- [Requirement] Copy each line of the records below that contains the word "door".

- [Records]
....................
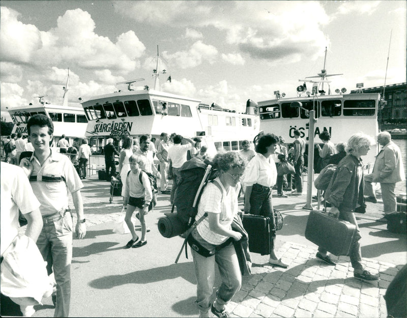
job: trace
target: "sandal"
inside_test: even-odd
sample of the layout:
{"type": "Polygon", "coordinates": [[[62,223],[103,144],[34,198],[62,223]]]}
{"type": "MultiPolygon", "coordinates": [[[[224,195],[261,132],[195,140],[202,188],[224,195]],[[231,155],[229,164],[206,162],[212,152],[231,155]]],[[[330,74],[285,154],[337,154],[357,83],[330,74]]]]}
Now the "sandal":
{"type": "Polygon", "coordinates": [[[138,237],[137,237],[137,238],[135,240],[130,240],[129,242],[127,242],[127,244],[126,244],[126,247],[128,248],[130,248],[132,247],[133,245],[135,245],[135,243],[138,241],[138,237]]]}

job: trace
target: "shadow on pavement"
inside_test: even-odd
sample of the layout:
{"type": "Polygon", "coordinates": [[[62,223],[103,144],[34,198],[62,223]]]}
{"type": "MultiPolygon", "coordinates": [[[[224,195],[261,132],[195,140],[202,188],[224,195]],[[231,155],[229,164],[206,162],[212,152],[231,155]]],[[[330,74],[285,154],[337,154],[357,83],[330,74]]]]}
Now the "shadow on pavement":
{"type": "Polygon", "coordinates": [[[147,284],[182,277],[191,284],[196,284],[194,267],[191,262],[171,264],[136,271],[124,275],[111,275],[94,279],[89,285],[98,289],[109,289],[126,284],[147,284]]]}

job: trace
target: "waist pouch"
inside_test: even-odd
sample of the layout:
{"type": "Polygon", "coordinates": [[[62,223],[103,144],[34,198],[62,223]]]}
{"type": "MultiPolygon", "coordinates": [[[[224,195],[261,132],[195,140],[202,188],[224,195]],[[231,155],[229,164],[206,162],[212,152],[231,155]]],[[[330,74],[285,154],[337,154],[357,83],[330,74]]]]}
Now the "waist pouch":
{"type": "Polygon", "coordinates": [[[228,245],[232,239],[229,238],[225,242],[219,245],[212,244],[204,240],[199,234],[196,228],[188,236],[187,241],[188,244],[198,254],[205,257],[209,257],[215,255],[216,251],[219,250],[225,246],[228,245]]]}

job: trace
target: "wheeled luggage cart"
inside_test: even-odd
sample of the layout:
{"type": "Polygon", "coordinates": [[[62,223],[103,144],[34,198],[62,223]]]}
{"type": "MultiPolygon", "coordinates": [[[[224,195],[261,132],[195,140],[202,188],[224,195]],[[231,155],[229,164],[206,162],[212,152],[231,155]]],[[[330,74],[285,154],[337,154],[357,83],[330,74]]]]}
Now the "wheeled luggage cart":
{"type": "Polygon", "coordinates": [[[122,196],[122,188],[123,186],[123,184],[122,183],[120,176],[111,177],[111,181],[110,181],[110,197],[109,199],[109,203],[112,203],[113,196],[122,196]]]}

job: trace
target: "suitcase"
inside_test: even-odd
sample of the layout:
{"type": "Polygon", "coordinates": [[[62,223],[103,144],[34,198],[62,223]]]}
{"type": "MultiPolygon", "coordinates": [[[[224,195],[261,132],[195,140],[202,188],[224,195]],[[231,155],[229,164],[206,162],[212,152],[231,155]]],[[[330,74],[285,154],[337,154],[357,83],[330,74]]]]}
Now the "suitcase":
{"type": "Polygon", "coordinates": [[[99,170],[98,171],[98,178],[99,180],[106,180],[107,179],[107,176],[106,174],[105,170],[99,170]]]}
{"type": "Polygon", "coordinates": [[[393,233],[405,234],[407,232],[405,222],[407,213],[405,212],[396,212],[386,215],[387,219],[387,229],[393,233]]]}
{"type": "Polygon", "coordinates": [[[242,222],[249,237],[249,250],[261,255],[270,253],[270,218],[261,215],[244,214],[242,222]]]}
{"type": "Polygon", "coordinates": [[[356,226],[328,213],[311,211],[305,228],[305,238],[329,252],[348,256],[355,242],[356,226]]]}

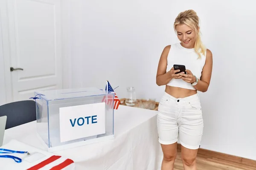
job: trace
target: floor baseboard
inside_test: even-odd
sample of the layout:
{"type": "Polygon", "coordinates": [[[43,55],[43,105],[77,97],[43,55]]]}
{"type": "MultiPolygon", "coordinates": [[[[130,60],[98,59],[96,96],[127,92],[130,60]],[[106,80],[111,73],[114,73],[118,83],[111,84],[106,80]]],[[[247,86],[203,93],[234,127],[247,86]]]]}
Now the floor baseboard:
{"type": "MultiPolygon", "coordinates": [[[[177,150],[179,151],[180,151],[181,148],[181,146],[180,144],[177,144],[177,150]]],[[[215,158],[224,161],[228,161],[229,162],[233,162],[256,167],[256,161],[241,157],[234,156],[226,153],[207,150],[205,149],[199,148],[198,151],[198,155],[200,155],[201,156],[207,157],[208,157],[211,158],[215,158]]]]}

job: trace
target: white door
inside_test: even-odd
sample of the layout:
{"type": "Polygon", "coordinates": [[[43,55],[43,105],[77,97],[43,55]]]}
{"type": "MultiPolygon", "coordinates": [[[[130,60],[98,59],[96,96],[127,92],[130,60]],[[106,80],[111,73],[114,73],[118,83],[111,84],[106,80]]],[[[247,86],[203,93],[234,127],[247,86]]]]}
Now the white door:
{"type": "Polygon", "coordinates": [[[61,88],[60,0],[6,2],[8,26],[3,26],[8,27],[9,40],[3,42],[9,43],[12,101],[29,99],[35,91],[61,88]]]}

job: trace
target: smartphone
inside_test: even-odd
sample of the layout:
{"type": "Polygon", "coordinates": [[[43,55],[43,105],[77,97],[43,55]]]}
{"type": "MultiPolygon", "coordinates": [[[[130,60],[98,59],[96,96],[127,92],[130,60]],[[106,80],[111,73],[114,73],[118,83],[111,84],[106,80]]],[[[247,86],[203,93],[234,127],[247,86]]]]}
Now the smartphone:
{"type": "Polygon", "coordinates": [[[174,64],[173,65],[173,68],[174,68],[175,70],[180,70],[180,71],[177,72],[176,74],[177,74],[180,73],[182,72],[183,72],[185,74],[186,74],[186,72],[185,71],[186,71],[186,67],[184,65],[179,65],[178,64],[174,64]]]}

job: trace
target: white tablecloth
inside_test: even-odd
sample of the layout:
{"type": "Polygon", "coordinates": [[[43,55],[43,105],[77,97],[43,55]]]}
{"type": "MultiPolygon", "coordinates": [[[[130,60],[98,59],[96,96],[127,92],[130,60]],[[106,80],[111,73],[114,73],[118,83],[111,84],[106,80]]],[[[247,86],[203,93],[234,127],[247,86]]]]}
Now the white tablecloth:
{"type": "MultiPolygon", "coordinates": [[[[157,114],[154,110],[120,105],[115,110],[114,139],[53,153],[73,160],[77,170],[159,169],[162,151],[157,114]]],[[[4,144],[12,139],[45,149],[36,136],[35,122],[6,130],[4,144]]]]}

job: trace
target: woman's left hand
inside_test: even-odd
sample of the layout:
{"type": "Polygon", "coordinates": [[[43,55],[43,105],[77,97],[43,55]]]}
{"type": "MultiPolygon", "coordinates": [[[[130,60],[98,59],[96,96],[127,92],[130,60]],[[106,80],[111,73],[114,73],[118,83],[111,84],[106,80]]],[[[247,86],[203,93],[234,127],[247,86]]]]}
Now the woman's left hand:
{"type": "Polygon", "coordinates": [[[181,79],[189,83],[193,83],[196,81],[195,77],[194,76],[194,75],[189,70],[186,70],[186,72],[187,74],[181,74],[183,76],[181,79]]]}

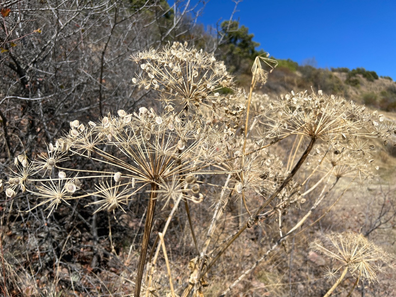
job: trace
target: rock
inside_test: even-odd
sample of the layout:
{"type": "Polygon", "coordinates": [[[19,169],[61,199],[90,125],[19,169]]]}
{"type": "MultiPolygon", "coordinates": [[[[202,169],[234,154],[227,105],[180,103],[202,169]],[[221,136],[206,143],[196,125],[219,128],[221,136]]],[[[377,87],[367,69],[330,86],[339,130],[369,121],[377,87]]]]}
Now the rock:
{"type": "Polygon", "coordinates": [[[324,266],[326,264],[324,258],[313,251],[310,251],[307,257],[308,260],[314,263],[317,266],[324,266]]]}

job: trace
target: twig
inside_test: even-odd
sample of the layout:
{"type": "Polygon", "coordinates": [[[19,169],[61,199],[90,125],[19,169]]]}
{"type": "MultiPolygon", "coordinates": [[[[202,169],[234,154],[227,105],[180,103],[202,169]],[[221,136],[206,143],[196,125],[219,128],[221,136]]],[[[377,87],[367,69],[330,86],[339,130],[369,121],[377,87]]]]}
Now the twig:
{"type": "Polygon", "coordinates": [[[168,278],[169,279],[169,286],[171,287],[171,293],[172,293],[172,297],[175,297],[175,290],[173,289],[173,283],[172,282],[172,273],[171,272],[171,268],[169,266],[168,256],[166,254],[166,249],[165,248],[165,242],[164,241],[164,236],[161,232],[158,232],[158,235],[160,236],[160,239],[161,240],[161,245],[162,247],[162,252],[164,253],[164,258],[165,259],[165,263],[166,264],[166,269],[168,272],[168,278]]]}

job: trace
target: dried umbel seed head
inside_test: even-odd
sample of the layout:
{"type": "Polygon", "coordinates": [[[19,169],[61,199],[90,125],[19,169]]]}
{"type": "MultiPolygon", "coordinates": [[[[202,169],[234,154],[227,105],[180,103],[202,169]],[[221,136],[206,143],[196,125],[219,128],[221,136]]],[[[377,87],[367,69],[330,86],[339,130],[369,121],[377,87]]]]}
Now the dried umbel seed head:
{"type": "Polygon", "coordinates": [[[193,184],[196,181],[197,179],[196,177],[195,177],[192,174],[190,174],[190,175],[187,175],[186,177],[185,181],[187,183],[190,185],[193,184]]]}
{"type": "Polygon", "coordinates": [[[179,140],[177,141],[177,149],[181,150],[184,150],[186,147],[186,143],[183,140],[179,140]]]}
{"type": "Polygon", "coordinates": [[[116,183],[119,181],[121,178],[121,172],[116,172],[116,174],[114,175],[114,181],[116,183]]]}
{"type": "Polygon", "coordinates": [[[199,193],[199,185],[198,184],[194,184],[191,187],[191,192],[194,194],[197,194],[199,193]]]}
{"type": "Polygon", "coordinates": [[[242,183],[240,182],[239,183],[237,183],[235,185],[235,186],[234,187],[234,189],[235,190],[235,192],[239,194],[241,194],[242,192],[242,191],[244,189],[243,185],[242,183]]]}
{"type": "Polygon", "coordinates": [[[22,166],[24,168],[26,168],[29,165],[29,162],[28,162],[27,160],[26,159],[24,159],[22,160],[22,166]]]}
{"type": "Polygon", "coordinates": [[[107,207],[107,211],[109,212],[114,210],[118,206],[118,204],[117,203],[117,201],[113,201],[111,204],[109,206],[107,207]]]}
{"type": "Polygon", "coordinates": [[[66,173],[64,171],[60,171],[58,173],[58,176],[60,179],[65,179],[66,178],[66,173]]]}
{"type": "Polygon", "coordinates": [[[76,128],[80,125],[80,122],[78,120],[76,120],[70,122],[70,128],[72,129],[76,128]]]}
{"type": "Polygon", "coordinates": [[[66,191],[71,193],[74,193],[76,192],[76,185],[72,183],[67,183],[65,185],[65,188],[66,191]]]}
{"type": "Polygon", "coordinates": [[[53,167],[56,164],[56,162],[53,158],[50,158],[47,160],[47,166],[48,167],[53,167]]]}
{"type": "Polygon", "coordinates": [[[145,139],[146,141],[148,141],[150,140],[150,138],[151,138],[151,134],[148,131],[147,131],[145,133],[145,139]]]}
{"type": "Polygon", "coordinates": [[[10,198],[13,198],[17,193],[11,188],[7,188],[6,190],[6,195],[10,198]]]}
{"type": "Polygon", "coordinates": [[[267,177],[268,177],[268,171],[265,171],[260,175],[260,178],[263,179],[266,179],[267,177]]]}
{"type": "Polygon", "coordinates": [[[105,128],[107,128],[110,126],[110,121],[107,116],[105,116],[102,120],[102,125],[105,128]]]}
{"type": "Polygon", "coordinates": [[[73,137],[77,137],[80,133],[76,129],[72,129],[70,130],[70,135],[73,137]]]}
{"type": "Polygon", "coordinates": [[[8,179],[8,184],[12,186],[14,185],[18,185],[19,183],[20,180],[17,177],[10,177],[8,179]]]}

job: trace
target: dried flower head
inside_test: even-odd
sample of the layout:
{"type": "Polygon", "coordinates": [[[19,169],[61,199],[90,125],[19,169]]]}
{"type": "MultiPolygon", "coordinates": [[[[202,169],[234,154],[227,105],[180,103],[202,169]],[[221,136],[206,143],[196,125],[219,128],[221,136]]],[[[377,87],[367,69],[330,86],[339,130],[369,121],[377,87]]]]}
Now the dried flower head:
....................
- [Response to the exercise]
target: white door
Now the white door:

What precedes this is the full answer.